▶ [STATED EXERCISE]: Extract every line of the records below and reproduce each one without any change.

Collected data
----
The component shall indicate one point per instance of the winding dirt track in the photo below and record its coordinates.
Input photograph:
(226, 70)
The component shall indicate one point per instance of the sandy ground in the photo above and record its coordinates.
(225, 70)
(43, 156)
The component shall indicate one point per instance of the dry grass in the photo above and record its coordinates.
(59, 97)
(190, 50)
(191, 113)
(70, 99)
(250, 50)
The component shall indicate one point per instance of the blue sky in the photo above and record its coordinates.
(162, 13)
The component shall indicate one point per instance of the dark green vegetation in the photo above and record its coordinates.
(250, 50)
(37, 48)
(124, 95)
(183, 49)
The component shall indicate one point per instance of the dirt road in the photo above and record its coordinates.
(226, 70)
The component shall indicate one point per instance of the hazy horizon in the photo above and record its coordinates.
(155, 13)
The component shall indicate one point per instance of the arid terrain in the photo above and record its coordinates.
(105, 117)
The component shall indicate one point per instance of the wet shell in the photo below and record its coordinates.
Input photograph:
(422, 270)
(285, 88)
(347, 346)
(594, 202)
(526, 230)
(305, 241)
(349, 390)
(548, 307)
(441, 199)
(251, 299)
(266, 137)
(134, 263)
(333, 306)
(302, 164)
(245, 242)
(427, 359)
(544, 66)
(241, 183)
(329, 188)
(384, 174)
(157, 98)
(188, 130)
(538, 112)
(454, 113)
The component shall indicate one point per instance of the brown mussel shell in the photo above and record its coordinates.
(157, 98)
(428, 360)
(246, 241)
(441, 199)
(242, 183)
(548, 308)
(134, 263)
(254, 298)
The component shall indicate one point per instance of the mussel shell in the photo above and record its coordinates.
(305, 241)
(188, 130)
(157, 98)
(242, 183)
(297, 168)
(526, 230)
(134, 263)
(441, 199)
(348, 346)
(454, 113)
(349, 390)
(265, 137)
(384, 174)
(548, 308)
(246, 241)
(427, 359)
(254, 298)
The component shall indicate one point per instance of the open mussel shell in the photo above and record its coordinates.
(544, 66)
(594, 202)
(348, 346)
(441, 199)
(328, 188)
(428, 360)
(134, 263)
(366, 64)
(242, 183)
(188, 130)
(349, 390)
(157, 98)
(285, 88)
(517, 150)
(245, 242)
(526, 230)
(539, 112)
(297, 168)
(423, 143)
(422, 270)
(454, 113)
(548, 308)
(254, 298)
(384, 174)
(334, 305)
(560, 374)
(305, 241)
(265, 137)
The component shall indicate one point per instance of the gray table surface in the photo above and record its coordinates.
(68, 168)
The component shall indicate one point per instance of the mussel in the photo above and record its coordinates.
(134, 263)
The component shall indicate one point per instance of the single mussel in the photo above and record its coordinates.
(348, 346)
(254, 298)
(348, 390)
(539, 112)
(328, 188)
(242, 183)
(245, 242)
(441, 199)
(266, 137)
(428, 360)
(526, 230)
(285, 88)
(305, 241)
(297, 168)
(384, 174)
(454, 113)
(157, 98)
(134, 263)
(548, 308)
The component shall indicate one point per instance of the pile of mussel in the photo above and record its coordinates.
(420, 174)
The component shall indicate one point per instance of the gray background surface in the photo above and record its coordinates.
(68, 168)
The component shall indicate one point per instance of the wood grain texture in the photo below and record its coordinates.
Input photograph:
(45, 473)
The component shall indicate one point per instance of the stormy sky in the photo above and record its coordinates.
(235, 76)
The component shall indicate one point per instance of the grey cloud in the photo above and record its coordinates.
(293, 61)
----
▶ [OUTPUT FOR THIS EXERCISE]:
The component shall indicate one point per instance of the winding dirt track in the photo below and record its coordinates.
Input photograph:
(226, 70)
The component shall indicate one point per instance of the sandy ground in the photo above and record its coordinates.
(225, 70)
(43, 156)
The component shall indicate one point per instance of the dry grass in the photo above and record its coordinates.
(59, 97)
(190, 50)
(191, 113)
(70, 99)
(250, 50)
The component shall indicate one point per instance of the blue sky in the photo above and record its coordinates.
(162, 13)
The component shall indicate one point per instance of the dark green vegetation in the photo above and record its coordinates.
(250, 50)
(37, 48)
(124, 95)
(183, 49)
The component shall indicate one point per instance of the dirt road in the photo above and record its coordinates.
(226, 70)
The component shall indicate one point per instance of the hazy horizon in the photo above and record its coordinates.
(155, 13)
The component shall indicate one point per instance of the arid terrain in the photo above and record its coordinates.
(105, 117)
The component shall indicate one point per instance of the wet shell in the photo below and record its coordinates.
Input photograph:
(422, 270)
(285, 88)
(347, 346)
(594, 202)
(526, 230)
(305, 241)
(349, 390)
(548, 307)
(441, 199)
(251, 299)
(266, 137)
(134, 263)
(333, 306)
(302, 164)
(245, 242)
(427, 359)
(544, 66)
(241, 183)
(329, 188)
(384, 174)
(157, 98)
(188, 130)
(538, 112)
(454, 113)
The component shall indicate one point per instance of the brown mussel shell in the photo above and record its coordinates.
(157, 98)
(428, 360)
(246, 241)
(441, 199)
(242, 183)
(548, 308)
(134, 263)
(254, 298)
The component shall indicate one point per instance of the mussel shell in the photo above and record its coordinates.
(305, 241)
(188, 130)
(157, 98)
(242, 183)
(297, 168)
(526, 230)
(134, 263)
(441, 199)
(348, 346)
(454, 113)
(349, 390)
(265, 137)
(384, 174)
(548, 308)
(246, 241)
(427, 359)
(254, 298)
The component shall indicate one point per instance of the open mussel shell in the photo above and record its coordinates.
(544, 66)
(594, 202)
(348, 346)
(441, 199)
(328, 188)
(428, 360)
(134, 263)
(366, 64)
(242, 183)
(188, 130)
(349, 390)
(157, 98)
(285, 88)
(517, 150)
(245, 242)
(526, 230)
(539, 112)
(297, 168)
(423, 143)
(422, 270)
(454, 113)
(548, 308)
(254, 298)
(384, 174)
(334, 305)
(560, 374)
(305, 241)
(265, 137)
The component shall indicate one point per instance of the gray table surface in the photo above and record its coordinates.
(68, 168)
The component shall indicate one point per instance of the mussel in the photo above and record its coordinates.
(134, 263)
The component shall indicate one point per instance of the single mussel in the photo above and record its coordinates.
(348, 346)
(254, 298)
(348, 390)
(539, 112)
(328, 188)
(242, 183)
(245, 242)
(441, 199)
(266, 137)
(428, 360)
(526, 230)
(285, 88)
(305, 241)
(297, 168)
(384, 174)
(454, 113)
(157, 98)
(134, 263)
(548, 308)
The component shall indicate one point per instance of the pile of mussel in the photo above and record its coordinates.
(420, 174)
The component shall indicate one point per instance of the gray background surface in the photo above and record its coordinates.
(68, 168)
The component shall indicate one point per instance of the wood grain texture in the photo below and record its coordinates.
Input photograph:
(45, 473)
The component shall indicate one point per instance of the stormy sky in the photo above and record its coordinates.
(235, 76)
The component shall indicate one point per instance of the grey cloud in the photo above and record its coordinates.
(293, 61)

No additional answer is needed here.